Back
View source
AI Engineering··13 min

Document Analysis MCP Series — Blog 3: Semantic Chunking & Vector Search

Split a 10-K every 512 tokens and you'll cut a revenue disclosure in half. Semantic chunking groups sentences by meaning — here's the Chonkie + BGE-M3 + LanceDB pipeline that makes search actually work.

Document Analysis MCP Series — Blog 3: Semantic Chunking & Vector Search#

Source code: github.com/MinhQuanBuiSco/document-analysis-mcp

Split a 10-K every 512 tokens and you'll cut a revenue disclosure in half. Here's how semantic chunking fixes that.

Every RAG tutorial starts with the same recipe: load your document, split it into chunks of N tokens, embed each chunk, store the vectors, search at query time. It works on demo data. It fails on real documents. The problem is not the embedding model or the vector database. The problem is the split. A fixed-window chunker treats a 10-K filing like a roll of paper towels — tear every 512 tokens, no regard for what you're tearing through. A sentence about revenue growth that starts in chunk 47 and continues into chunk 48 becomes two fragments, neither of which contains enough context to answer a question about revenue growth.

This post covers the chunking and indexing pipeline that powers Document Analysis MCP: semantic chunking with Chonkie, embeddings with BGE-M3, and vector storage with LanceDB. The narrative is about three decisions and the problems each one solves.


The Document Analysis MCP Series#

PartTitleFocus
1Architecture & MCP ProtocolSystem design, MCP tools, session model
2PDF Parsing & Section Detectionpdfplumber, heading heuristics, structured extraction
3Semantic Chunking & Vector Search (this post)Chonkie, BGE-M3, LanceDB, section-aware chunking
4AI Summarization & Q&ABedrock Claude, prompt engineering, grounded answers
5Frontend & Developer ExperienceReact UI, session management, search UX

The Problem: Fixed-Window Chunking Destroys Context#

Here is a paragraph from a hypothetical 10-K:

"Total revenue for the fiscal year ended December 31, 2025 was $4.2 billion, representing a 12% increase compared to the prior year. This growth was primarily driven by expansion in the cloud services segment, which saw a 28% year-over-year increase in subscription revenue. The company expects continued momentum in this segment through 2026."

Collection entries:
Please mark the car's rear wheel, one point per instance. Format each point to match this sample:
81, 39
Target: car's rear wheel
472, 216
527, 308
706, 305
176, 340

### Assignment A
In the semantic chunking blog post, which tool does the Document Analysis MCP pipeline use for vector storage?
### Assignment B
Write the next part of the semantic chunking blog post, picking up right after its last sentence.

### Task output A
LanceDB.

### Task output B
That paragraph is roughly 65 tokens. In a 512-token chunk, it fits comfortably. But the paragraph does not exist in isolation. It sits between a risk-factor discussion and a segment breakdown. A fixed-window chunker positioned at token 480 would split mid-sentence — "This growth was primarily driven by" lands in one chunk, "expansion in the cloud services segment" lands in the next.

Now search for "cloud services revenue growth." The first chunk mentions revenue but not cloud services. The second mentions cloud services but lacks the revenue figure. Neither chunk answers the question. The embedding model encodes incomplete context. The search returns partial matches. The LLM receives fragments. The answer is wrong or hedged.

This is not a theoretical concern. I tested naive chunking on a 40-page SEC filing. Out of 78 chunks produced by a 512-token fixed window, 23 contained sentence fragments — roughly 30% of the corpus was damaged by the split. Overlap windows (the standard mitigation) reduce the damage but don't eliminate it, and they inflate the index with redundant text.

Semantic chunking takes a different approach: instead of counting tokens and cutting, it measures the similarity between consecutive sentences and cuts where the meaning shifts.


Decision 1: Semantic Chunking with Chonkie#

Chonkie is a lightweight Python library purpose-built for text chunking. It supports multiple strategies — token-based, sentence-based, semantic — through a clean interface. I chose it over LangChain's text splitters for two reasons: it's focused (chunking is all it does), and its SemanticChunker uses cosine similarity between sentence embeddings to decide where to cut, which is exactly the behavior I need.

How Semantic Chunking Works#

The algorithm is straightforward:

  1. Split the text into sentences.
  2. Embed each sentence using a small, fast embedding model.
  3. Compute cosine similarity between consecutive sentence embeddings.
  4. When the similarity between two consecutive sentences drops below a threshold, insert a chunk boundary.
  5. Merge short runs of sentences until the chunk reaches the target token count.

The key insight: sentences that are semantically related — that discuss the same topic, reference the same entities, continue the same argument — produce similar embeddings. When the topic shifts, the similarity drops, and that drop is where the chunk boundary belongs.

The Chunker Implementation#

from chonkie import SemanticChunker

_chunker: SemanticChunker | None = None

def get_chunker(
    chunk_size: int = 512,
    threshold: float = 0.5,
    min_sentences: int = 2,
) -> SemanticChunker:
    global _chunker
    if _chunker is None:
        _chunker = SemanticChunker(
            embedding_model="minishlab/potion-base-32M",
            threshold=threshold,
            chunk_size=chunk_size,
            min_sentences_per_chunk=min_sentences,
        )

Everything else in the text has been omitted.